#### Excerpt
■ ■ ■ ■ ■ ■ ■

Making a knife is a satisfying project on a number of levels. You’re creating a fundamental tool — one of the first tools ever made — and every time you pick it up, you’ll think, “Wow, I made this with my own hands.” And because you’re making the knife, you’ll be able to adjust its shape to fit your specific needs. The trickiest part of making a knife is the blade. If you have a forge handy, and can get your hands on some good tool steel, that’s great. If you don’t, you can still make a knife using an old Appalachian trick: recycling. That’s what we’ll do in this project.
Old saw blades are almost always made from high quality steel. You can find them in abundance at swap meets, garage sales, rummage sales, etc. The biggest advantage of using an old saw is the lack of metallurgy you need to do. The blade is already the right hardness for holding an edge, so you don’t need to treat the steel to make it a good knife. However, blanks cut from the saw are sometimes a little too flexible, but you can work around (or with) it.

■ ■ ■ ■ ■ ■ ■

#### Information provided
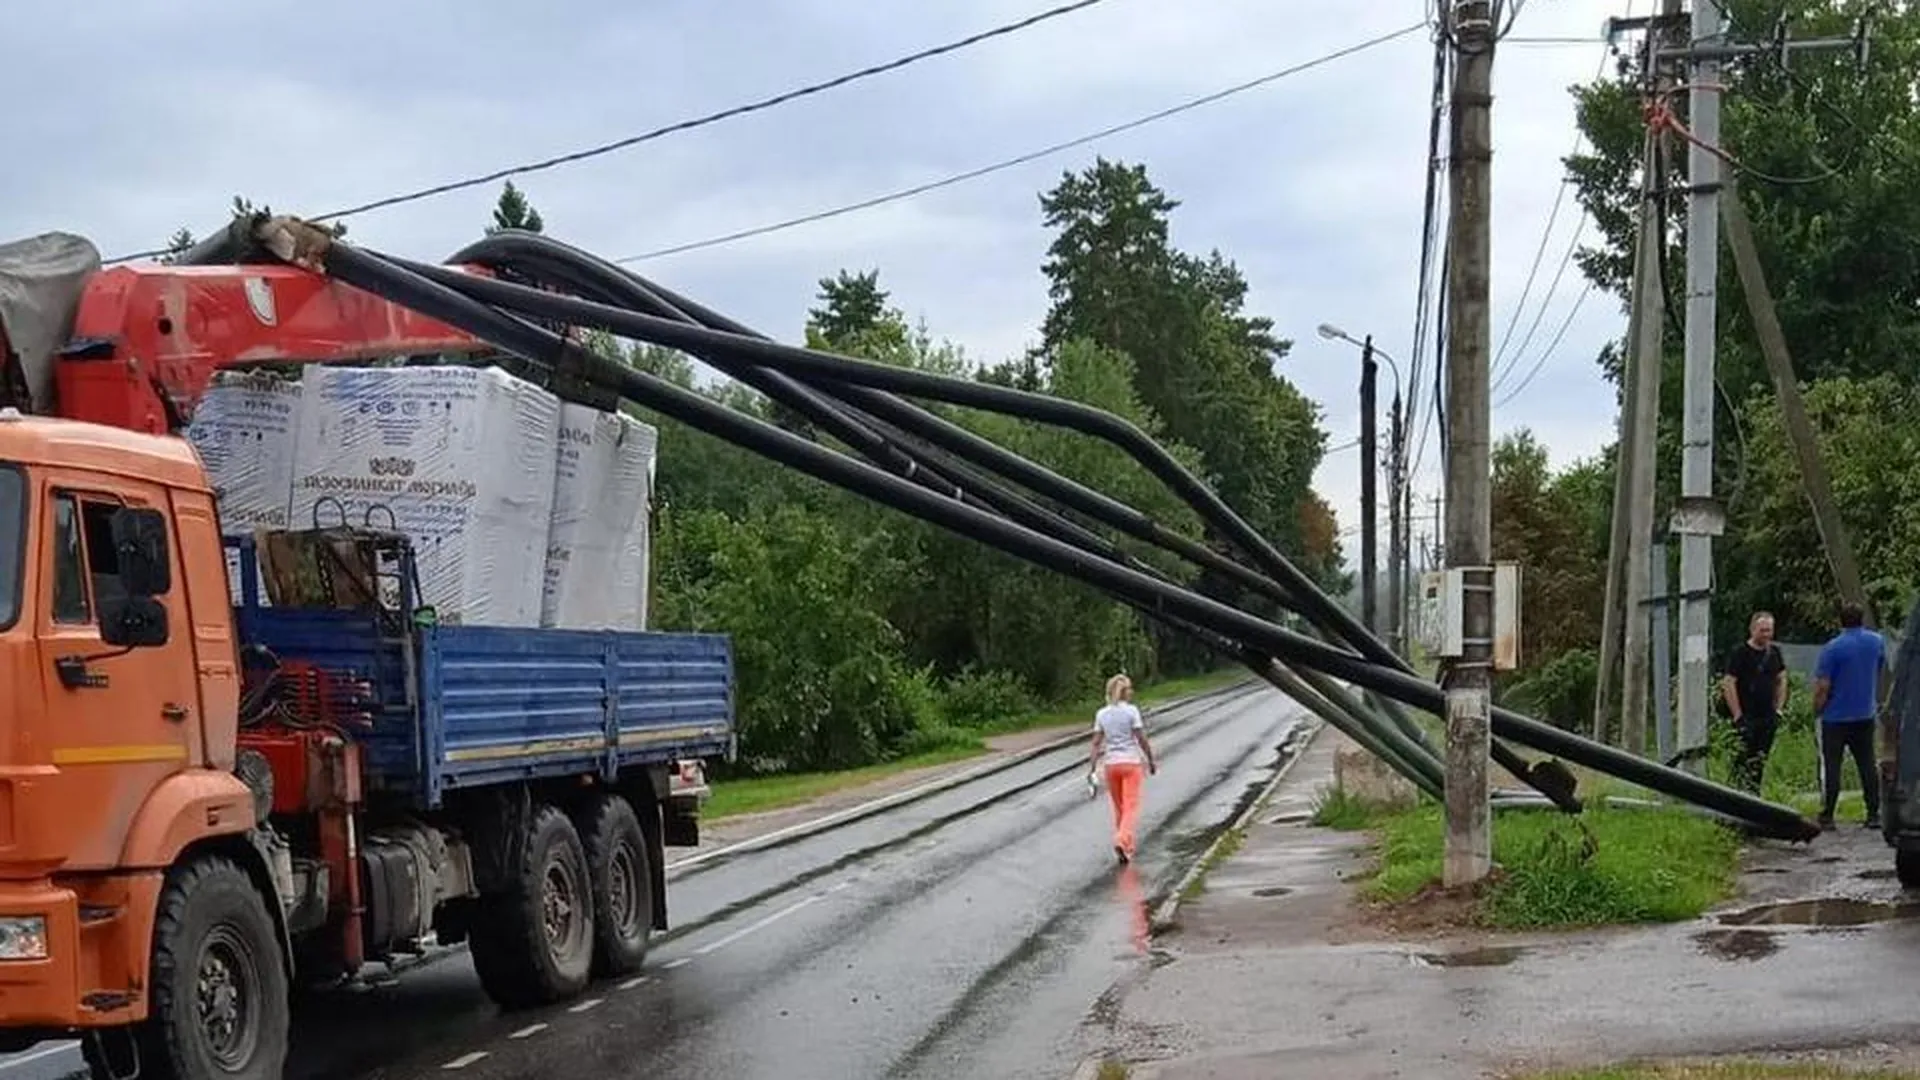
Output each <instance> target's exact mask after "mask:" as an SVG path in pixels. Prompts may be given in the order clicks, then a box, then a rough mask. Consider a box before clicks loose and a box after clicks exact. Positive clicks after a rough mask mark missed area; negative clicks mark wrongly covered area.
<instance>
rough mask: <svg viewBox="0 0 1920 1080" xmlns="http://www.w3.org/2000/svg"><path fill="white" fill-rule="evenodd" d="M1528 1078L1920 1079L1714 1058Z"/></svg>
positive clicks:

■ ■ ■ ■ ■ ■ ■

#### Explore the material
A - Name every kind of sale or event where, according to the knife-making text, old saw blades can be found.
B - Pick up the piece on making a knife from an old saw blade and keep writing from its final sentence onward.

#### Responses by task
A -
- Swap meets
- Garage sales
- Rummage sales

B -
The steel in this handmade knife will not be super-hard. This is not ideal because your knife will lose its edge quickly if you try to hack through wood, slice cardboard, or use it as a screwdriver. But, the good thing about softer steel is that you can bring it back to a razor-sharp edge with a few strokes of a sharpening stone. I actually prefer softer steel as I like a keen edge, and I carry a small sharpening stone with me. If you can shave your arm hair, your knife is sharp enough.
A knife can take many different forms and styles. In this project, we’re going to make what’s called a full-tang knife, meaning that the blade extends its full length into the handgrip of the knife. A partial tang extends only partially into the handle. A full-tang knife is, in my opinion, the easiest way to start making knives. It also produces a solid, sturdy knife that is less likely to break off at the handle.
Be nice to your knife and it will serve you well.
- Old saw blade
- Thin cardboard manila file folder
- Chalk or soapstone
- Cold chisel
- Hammer to drive the chisel
- Sturdy piece of metal plate to use under your work
- Metal files (coarse and fine)
- Wire brush
- Coarse (00) steel wool
- Light oil (3-in-1 or gun oil)
- Cloth rags
- Hardwood (oak, maple, cherry, etc.) for handle scales
- Handsaw (Japanese pull saw preferred) if you’re cutting your own scales
- Two-part Epoxy (slow-cure)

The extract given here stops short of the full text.